> Provided text:
Basically this program I am writing is going to be a search. Each day, this log file will be parsed somewhere to a database, so a user can log on to a site, search via a field (such as date, time, etc.) and get a list of results. The database does not need to be viewable to the user, only their search results.

At this point, I am thinking of parsing with PHP, making a MySQL database to hold the data, and searching the database with PHP.

Any ideas, help, guidance, whatever is greatly appreciated.

Edit: If PHP and MySQL end up being the languages I use, I would need a testing server, right? I can't just test these scripts on my computer?

11. ### bobber205 macrumors 68020

Joined:
Nov 15, 2005
Location:
Oregon
#11
MySql and PHP can be installed locally. You can reach your server by going to locahost:80

I just checked my apps folder and I can't seem to find the app that does this server. Do a quick "PHP and MYSQL server for OS X" search on google.

EDIT: I tried that search and I can't find it. Damn.

12. ### barr08 thread starter macrumors 65816

Joined:
Aug 9, 2006
Location:
Boston, MA
#12
I am actually stuck at work on this XP box, which might make looking for something like that easier. I'll poke around google for something.
Does anyone know how I could do this on a windows machine? I am coming up short here.

13. ### macfaninpdx macrumors regular

Joined:
Mar 6, 2007
#13
You could either install them separately, by going to their respective sites (mySQL and PHP), or you could use packaged solution such as XAMPP, which will install Apache, MySQL, PHP & PEAR, and PERL along with several other useful utilities.

> Data listing:
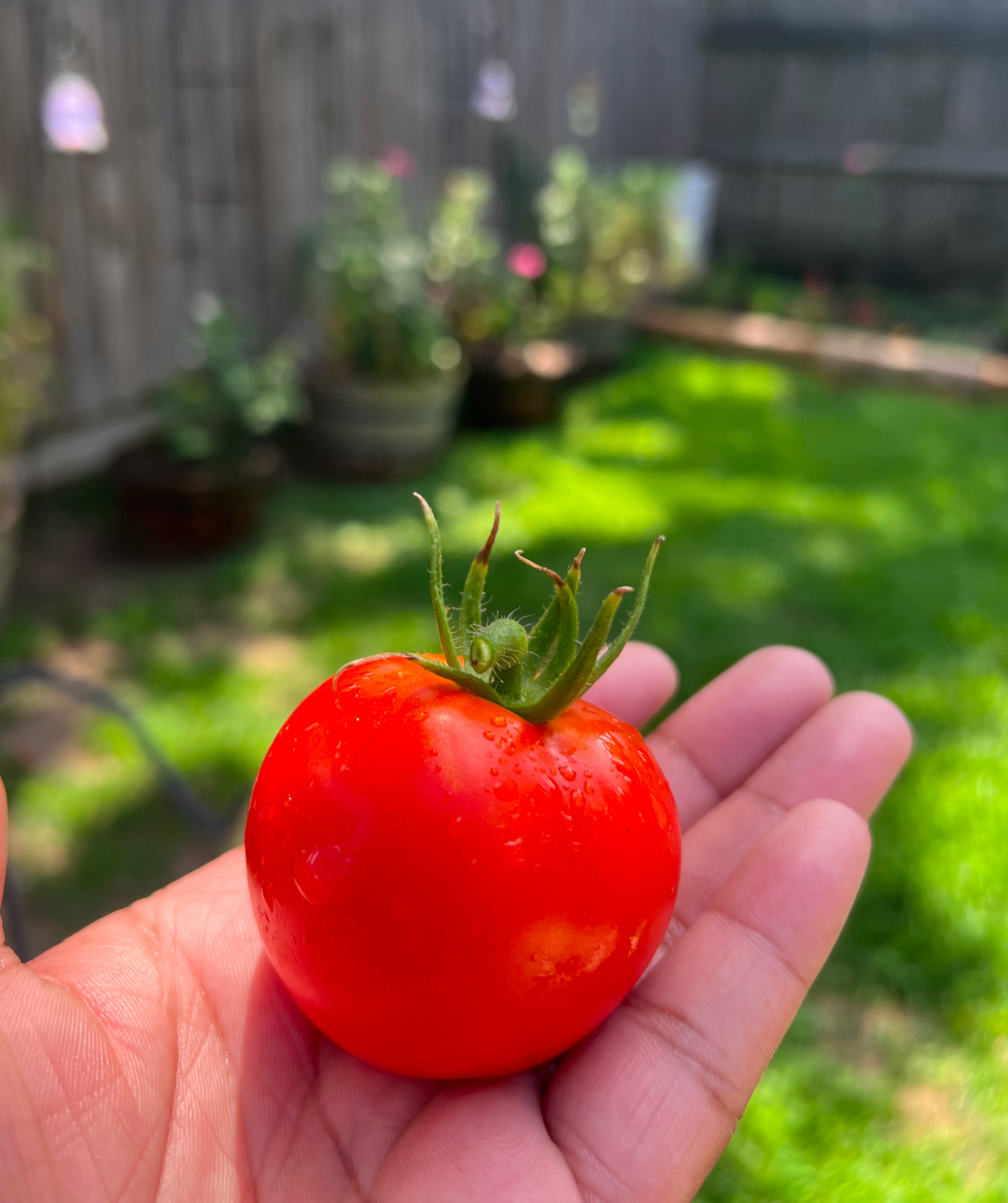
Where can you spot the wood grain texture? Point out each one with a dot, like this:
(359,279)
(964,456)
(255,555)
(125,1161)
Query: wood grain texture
(223,116)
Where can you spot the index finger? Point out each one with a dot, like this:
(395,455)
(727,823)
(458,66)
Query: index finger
(723,734)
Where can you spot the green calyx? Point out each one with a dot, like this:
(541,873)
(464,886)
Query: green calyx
(536,674)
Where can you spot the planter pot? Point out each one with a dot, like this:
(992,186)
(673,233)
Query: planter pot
(11,506)
(519,385)
(169,507)
(369,428)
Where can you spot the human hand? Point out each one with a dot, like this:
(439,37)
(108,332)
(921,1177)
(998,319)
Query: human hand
(155,1056)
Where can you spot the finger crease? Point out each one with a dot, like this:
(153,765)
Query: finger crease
(673,745)
(767,945)
(674,1028)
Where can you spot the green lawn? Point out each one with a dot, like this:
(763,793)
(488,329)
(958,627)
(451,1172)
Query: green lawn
(866,525)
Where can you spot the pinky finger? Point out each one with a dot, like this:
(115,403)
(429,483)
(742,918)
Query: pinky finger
(687,1048)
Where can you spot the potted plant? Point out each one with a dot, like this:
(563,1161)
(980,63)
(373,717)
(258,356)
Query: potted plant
(559,304)
(385,391)
(25,366)
(609,240)
(201,483)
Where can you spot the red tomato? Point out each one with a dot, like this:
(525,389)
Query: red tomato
(446,889)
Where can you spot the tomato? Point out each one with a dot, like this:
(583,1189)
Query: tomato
(446,889)
(450,886)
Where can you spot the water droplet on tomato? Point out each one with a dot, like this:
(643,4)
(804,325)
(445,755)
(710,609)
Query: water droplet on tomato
(319,874)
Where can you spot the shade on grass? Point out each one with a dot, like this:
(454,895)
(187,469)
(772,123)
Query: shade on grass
(869,525)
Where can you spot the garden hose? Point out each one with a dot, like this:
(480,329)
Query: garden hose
(189,807)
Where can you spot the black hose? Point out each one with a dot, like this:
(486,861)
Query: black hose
(171,781)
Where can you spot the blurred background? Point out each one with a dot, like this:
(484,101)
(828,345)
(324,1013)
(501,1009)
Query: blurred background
(733,272)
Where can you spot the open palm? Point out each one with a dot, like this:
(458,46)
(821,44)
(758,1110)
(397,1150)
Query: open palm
(155,1056)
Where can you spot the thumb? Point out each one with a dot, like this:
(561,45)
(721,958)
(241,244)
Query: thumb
(4,950)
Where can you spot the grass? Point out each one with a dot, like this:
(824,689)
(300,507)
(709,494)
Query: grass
(866,525)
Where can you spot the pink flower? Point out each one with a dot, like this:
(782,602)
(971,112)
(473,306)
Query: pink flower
(399,162)
(527,260)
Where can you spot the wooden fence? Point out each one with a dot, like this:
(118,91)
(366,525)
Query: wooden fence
(221,116)
(865,136)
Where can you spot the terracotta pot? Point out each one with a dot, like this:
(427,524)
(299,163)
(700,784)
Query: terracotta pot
(519,385)
(190,509)
(11,506)
(369,428)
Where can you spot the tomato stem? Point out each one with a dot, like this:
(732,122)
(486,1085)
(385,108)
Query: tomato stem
(437,586)
(475,580)
(534,674)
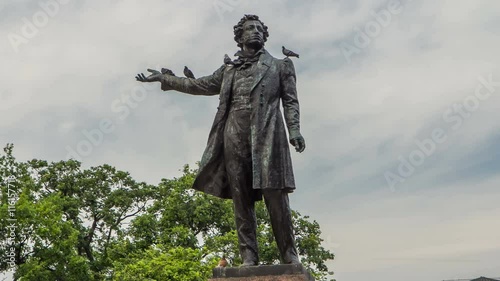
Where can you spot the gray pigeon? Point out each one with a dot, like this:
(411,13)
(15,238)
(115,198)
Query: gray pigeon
(227,59)
(288,53)
(188,72)
(167,71)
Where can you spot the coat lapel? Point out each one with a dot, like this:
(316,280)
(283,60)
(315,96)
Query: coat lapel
(262,68)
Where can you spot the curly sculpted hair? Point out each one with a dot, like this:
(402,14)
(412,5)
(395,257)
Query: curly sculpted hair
(238,28)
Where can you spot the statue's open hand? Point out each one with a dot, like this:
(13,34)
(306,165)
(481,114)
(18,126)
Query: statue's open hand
(155,76)
(299,143)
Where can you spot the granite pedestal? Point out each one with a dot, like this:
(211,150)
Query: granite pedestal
(281,272)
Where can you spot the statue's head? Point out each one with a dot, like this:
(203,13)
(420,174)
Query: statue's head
(250,31)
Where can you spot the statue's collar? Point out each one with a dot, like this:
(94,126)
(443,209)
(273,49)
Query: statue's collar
(243,61)
(243,56)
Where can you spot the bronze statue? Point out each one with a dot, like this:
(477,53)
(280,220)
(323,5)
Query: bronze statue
(247,155)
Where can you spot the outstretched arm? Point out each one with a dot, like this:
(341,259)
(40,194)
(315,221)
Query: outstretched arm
(291,104)
(206,86)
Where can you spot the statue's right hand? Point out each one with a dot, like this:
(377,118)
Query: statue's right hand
(155,76)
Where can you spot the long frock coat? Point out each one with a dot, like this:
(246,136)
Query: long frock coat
(272,166)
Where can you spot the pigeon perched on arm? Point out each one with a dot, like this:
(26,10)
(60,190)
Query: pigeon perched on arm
(188,72)
(227,59)
(288,53)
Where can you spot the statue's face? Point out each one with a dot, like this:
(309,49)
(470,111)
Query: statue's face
(253,34)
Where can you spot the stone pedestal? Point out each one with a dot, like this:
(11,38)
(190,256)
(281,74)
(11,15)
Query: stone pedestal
(281,272)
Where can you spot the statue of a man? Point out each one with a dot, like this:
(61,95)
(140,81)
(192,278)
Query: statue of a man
(247,155)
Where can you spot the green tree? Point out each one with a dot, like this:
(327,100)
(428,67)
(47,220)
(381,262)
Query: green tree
(100,224)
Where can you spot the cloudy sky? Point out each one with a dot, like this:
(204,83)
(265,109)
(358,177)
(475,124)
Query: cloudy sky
(399,108)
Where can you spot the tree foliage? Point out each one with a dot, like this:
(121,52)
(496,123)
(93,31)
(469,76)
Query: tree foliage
(63,222)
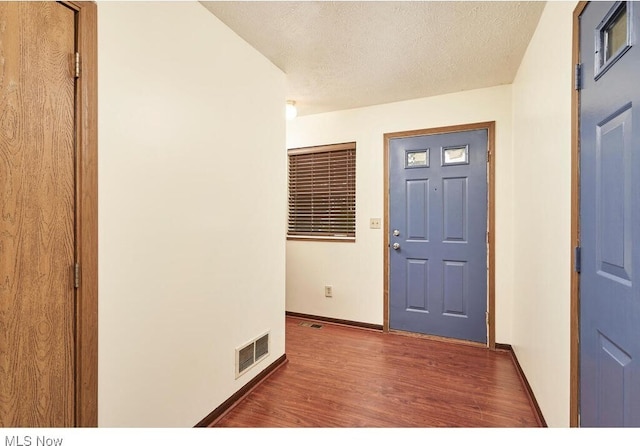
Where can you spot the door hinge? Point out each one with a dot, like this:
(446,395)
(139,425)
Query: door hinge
(76,275)
(77,65)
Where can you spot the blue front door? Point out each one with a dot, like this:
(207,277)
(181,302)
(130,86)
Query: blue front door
(610,214)
(438,234)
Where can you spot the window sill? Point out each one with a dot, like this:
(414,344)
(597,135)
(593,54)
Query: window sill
(321,238)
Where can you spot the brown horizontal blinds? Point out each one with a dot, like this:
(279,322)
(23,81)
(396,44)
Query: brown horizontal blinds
(322,191)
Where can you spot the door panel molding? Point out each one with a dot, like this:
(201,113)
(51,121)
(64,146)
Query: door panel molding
(86,361)
(490,127)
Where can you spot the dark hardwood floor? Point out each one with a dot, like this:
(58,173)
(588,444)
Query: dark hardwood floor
(338,376)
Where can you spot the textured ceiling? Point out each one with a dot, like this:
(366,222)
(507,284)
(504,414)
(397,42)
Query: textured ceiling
(348,54)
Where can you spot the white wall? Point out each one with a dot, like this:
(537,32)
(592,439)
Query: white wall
(355,270)
(542,218)
(192,190)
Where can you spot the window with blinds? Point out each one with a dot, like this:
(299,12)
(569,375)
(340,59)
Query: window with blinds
(322,192)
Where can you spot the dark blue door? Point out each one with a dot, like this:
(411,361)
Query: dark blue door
(438,230)
(610,215)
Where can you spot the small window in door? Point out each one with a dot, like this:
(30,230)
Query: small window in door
(418,158)
(613,37)
(452,156)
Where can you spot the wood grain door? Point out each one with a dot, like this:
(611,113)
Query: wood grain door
(37,214)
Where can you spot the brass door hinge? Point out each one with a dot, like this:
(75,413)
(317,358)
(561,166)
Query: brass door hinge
(77,65)
(76,275)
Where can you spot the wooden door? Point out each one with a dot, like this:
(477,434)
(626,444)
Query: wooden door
(609,215)
(438,203)
(37,214)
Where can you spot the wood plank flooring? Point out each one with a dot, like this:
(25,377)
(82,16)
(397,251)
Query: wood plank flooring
(338,376)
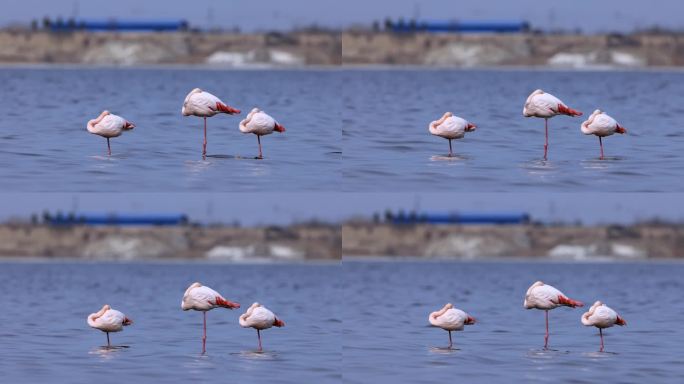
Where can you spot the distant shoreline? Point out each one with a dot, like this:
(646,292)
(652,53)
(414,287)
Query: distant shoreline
(508,242)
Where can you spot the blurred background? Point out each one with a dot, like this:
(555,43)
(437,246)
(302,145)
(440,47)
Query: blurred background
(306,32)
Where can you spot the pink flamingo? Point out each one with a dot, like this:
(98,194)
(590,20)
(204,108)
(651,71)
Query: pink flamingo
(203,104)
(546,106)
(601,125)
(546,297)
(201,298)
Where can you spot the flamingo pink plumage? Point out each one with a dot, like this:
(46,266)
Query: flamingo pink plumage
(108,126)
(450,319)
(450,127)
(108,320)
(546,297)
(203,104)
(601,316)
(201,298)
(260,123)
(259,318)
(545,105)
(601,125)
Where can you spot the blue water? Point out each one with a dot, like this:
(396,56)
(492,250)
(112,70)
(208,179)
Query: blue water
(387,145)
(45,337)
(44,145)
(387,337)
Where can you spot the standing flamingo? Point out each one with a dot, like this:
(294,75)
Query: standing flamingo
(546,297)
(546,105)
(450,127)
(201,298)
(108,320)
(450,319)
(601,125)
(108,126)
(601,316)
(260,124)
(259,318)
(203,104)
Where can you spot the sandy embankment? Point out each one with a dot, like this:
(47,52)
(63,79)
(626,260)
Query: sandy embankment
(295,242)
(213,49)
(552,242)
(473,50)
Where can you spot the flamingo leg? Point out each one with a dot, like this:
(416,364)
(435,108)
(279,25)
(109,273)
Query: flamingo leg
(204,145)
(546,337)
(546,140)
(259,141)
(450,343)
(204,336)
(259,337)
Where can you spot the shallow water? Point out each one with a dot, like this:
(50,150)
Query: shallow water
(387,337)
(45,336)
(44,145)
(385,135)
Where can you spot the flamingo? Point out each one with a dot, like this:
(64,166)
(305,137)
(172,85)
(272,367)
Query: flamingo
(450,127)
(108,125)
(546,297)
(450,319)
(259,318)
(601,125)
(203,104)
(260,124)
(108,320)
(546,105)
(201,298)
(601,316)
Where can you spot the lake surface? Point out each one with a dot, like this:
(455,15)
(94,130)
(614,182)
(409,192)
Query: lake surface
(387,145)
(45,337)
(44,145)
(387,337)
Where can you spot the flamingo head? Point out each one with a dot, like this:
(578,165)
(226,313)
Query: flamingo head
(227,303)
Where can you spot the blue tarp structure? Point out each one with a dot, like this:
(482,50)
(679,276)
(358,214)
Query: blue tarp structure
(462,218)
(463,26)
(118,219)
(120,25)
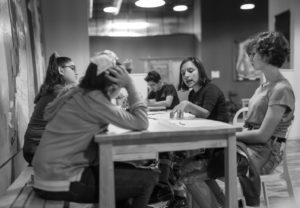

> Stated exercise 1: In the forum thread about parsing a log file into a database, what packaged solution does one reply name for installing Apache, MySQL, PHP and more together?
> Stated exercise 2: Resume the forum thread about parsing a log file into a searchable database with PHP and MySQL, continuing after its last post.

> Result 1: XAMPP

> Result 2:
The advantage to installing them individually is that you only install the pieces you need. The advantage to using something like XAMPP is that it gives you administration utilities as well.

14. ### barr08 thread starter macrumors 65816

Joined:
Aug 9, 2006
Location:
Boston, MA
#14
Awesome, thanks. That program is exactly what I needed.

Now back to the original problem...

15. ### macfaninpdx macrumors regular

Joined:
Mar 6, 2007
#15
If you use PHP for you original question, you could try something like the following:
PHP:
 $logfile = file("\\path\\to\\your\\file"); foreach ($logfile AS $linenum =>$line) {     $logdate = substr ($line, 0, 8);     $logtime = substr ($line, 9, 12);     $level = substr ($line, 22, 4);     $id = substr ($line, 27, 29);     $info = rtrim (substr ($line, 57) ); } 
Doing it this way (with substr) means that the date, time, level and id must be the same exact length every time, or it will break the line in the wrong spot. So a RegEx expression would definitely be more robust, but since I do not know regex expressions very well , this is another solution.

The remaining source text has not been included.